Data for this task START

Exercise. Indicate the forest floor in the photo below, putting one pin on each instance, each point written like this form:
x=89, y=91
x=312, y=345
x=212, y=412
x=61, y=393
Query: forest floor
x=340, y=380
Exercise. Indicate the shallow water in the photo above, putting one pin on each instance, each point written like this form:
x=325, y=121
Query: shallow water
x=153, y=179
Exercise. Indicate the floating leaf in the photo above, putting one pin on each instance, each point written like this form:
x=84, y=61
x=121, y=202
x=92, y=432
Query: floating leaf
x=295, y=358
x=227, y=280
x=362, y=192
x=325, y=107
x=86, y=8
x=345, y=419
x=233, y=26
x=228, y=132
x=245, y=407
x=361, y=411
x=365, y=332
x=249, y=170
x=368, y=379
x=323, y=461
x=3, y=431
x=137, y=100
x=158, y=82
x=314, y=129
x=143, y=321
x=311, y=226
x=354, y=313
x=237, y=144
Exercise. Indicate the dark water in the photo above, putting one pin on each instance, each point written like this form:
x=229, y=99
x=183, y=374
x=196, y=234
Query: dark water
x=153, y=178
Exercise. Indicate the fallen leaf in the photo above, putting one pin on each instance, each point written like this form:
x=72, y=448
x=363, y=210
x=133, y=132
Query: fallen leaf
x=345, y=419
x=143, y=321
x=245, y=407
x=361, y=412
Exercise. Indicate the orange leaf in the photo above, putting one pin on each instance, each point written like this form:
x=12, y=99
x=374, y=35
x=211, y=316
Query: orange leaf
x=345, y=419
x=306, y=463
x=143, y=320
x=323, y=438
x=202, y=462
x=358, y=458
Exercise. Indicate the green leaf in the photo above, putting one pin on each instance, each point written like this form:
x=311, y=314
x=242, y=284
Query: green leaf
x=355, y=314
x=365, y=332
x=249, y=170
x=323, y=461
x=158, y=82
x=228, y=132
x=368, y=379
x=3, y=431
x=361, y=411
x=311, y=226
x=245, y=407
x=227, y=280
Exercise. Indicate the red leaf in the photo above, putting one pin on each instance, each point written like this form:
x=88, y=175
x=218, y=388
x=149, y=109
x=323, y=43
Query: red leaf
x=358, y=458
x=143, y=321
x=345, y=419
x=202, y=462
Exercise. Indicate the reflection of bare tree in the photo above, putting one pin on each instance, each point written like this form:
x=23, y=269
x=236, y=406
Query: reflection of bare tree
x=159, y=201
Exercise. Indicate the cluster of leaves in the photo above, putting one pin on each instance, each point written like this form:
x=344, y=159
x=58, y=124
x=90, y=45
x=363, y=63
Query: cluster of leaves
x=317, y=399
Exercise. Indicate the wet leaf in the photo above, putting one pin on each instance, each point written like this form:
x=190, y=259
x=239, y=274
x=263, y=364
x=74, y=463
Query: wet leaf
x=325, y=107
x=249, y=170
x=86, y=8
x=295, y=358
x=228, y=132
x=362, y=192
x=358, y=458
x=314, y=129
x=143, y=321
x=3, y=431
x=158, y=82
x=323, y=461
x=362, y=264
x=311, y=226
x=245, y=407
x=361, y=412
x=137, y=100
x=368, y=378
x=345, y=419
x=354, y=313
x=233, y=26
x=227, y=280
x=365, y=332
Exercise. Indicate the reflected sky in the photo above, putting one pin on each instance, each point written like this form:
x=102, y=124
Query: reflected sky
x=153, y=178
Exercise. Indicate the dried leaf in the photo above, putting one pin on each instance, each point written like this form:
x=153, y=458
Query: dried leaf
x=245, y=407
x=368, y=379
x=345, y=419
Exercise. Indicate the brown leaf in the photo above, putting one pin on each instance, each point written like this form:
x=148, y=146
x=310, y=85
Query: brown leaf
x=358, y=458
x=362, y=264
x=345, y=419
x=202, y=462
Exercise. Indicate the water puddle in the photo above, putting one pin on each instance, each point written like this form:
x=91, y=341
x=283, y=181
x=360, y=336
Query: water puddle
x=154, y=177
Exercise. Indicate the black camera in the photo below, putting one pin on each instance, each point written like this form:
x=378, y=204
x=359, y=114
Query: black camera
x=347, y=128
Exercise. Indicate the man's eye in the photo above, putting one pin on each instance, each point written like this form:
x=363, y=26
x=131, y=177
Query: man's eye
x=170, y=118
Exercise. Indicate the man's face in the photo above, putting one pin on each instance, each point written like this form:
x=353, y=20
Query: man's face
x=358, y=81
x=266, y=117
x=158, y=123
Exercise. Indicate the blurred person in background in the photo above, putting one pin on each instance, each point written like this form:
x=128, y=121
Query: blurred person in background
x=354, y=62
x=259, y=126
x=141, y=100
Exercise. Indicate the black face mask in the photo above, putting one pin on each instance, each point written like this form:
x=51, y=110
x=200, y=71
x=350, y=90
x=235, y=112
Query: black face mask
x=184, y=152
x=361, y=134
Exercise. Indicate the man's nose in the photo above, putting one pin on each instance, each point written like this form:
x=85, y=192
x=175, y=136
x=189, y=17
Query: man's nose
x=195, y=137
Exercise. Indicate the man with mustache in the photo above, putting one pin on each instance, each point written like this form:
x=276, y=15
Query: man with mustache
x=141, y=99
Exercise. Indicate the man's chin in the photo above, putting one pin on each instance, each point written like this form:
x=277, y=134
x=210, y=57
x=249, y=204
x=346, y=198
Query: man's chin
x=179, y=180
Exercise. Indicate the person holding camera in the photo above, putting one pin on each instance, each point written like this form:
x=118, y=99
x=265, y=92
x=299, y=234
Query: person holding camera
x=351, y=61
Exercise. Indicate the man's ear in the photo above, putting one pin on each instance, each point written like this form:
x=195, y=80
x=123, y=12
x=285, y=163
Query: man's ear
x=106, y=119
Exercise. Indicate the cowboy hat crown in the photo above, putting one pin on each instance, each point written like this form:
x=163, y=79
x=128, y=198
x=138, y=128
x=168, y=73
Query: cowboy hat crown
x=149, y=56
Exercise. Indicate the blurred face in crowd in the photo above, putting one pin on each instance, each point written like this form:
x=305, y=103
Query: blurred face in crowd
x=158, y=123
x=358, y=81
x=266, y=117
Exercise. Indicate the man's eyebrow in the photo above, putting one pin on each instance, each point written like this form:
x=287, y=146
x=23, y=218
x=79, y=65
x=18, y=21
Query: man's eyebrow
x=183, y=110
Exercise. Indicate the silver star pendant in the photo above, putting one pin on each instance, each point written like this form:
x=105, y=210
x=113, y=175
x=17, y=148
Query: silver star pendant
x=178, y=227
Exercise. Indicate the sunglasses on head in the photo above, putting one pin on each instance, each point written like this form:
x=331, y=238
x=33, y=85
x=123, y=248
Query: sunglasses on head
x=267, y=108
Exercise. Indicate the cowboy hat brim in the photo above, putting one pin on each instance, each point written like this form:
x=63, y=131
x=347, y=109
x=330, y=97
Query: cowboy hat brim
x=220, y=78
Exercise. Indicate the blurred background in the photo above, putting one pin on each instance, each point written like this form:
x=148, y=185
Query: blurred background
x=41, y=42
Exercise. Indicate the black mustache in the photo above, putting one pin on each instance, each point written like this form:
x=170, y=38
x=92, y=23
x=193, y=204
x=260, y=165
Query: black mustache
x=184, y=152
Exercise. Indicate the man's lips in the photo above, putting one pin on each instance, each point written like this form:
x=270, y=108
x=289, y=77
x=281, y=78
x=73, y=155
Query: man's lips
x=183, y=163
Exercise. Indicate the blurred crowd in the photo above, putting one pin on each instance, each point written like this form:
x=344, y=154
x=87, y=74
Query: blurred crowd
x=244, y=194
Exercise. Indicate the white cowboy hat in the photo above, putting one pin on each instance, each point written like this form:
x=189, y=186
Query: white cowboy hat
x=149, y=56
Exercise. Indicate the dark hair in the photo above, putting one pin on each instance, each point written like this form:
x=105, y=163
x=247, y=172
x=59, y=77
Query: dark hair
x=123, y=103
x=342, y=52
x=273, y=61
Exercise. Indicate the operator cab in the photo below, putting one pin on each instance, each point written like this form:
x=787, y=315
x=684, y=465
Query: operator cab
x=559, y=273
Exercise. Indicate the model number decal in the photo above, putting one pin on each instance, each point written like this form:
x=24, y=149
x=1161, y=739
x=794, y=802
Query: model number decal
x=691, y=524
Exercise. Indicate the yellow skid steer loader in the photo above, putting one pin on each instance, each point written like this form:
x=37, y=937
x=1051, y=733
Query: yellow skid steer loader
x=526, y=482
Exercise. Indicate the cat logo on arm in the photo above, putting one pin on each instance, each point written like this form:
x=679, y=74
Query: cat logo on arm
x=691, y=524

Data for this task END

**Exercise objective**
From the entries above, select each line containing the string "below".

**Solution for this exercise**
Exercise. Indicate the forest floor in the photo below, putting one pin on each instance, each point written like this form:
Exercise. Indicate the black camera in the photo below, putting one pin on each instance, each point written like this form:
Exercise. Indicate the operator cab in the photo below, putting one pin on each instance, each point written like this form:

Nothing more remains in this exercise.